- [Written problem]: Retype the data below word for word, leaving out the picture.

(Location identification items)
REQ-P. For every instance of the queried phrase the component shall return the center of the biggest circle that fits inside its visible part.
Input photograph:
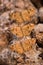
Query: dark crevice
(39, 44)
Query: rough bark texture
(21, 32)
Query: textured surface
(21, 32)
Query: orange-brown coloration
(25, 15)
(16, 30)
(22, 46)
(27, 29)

- [The reply]:
REQ-P. For every instance of the queried phrase the component shall return the center of the biggest circle that fits inside its visible part.
Input photograph:
Query: dark crevice
(39, 44)
Query: rough bark texture
(21, 32)
Query: textured surface
(21, 32)
Query: orange-brown coloration
(25, 15)
(16, 30)
(22, 46)
(27, 29)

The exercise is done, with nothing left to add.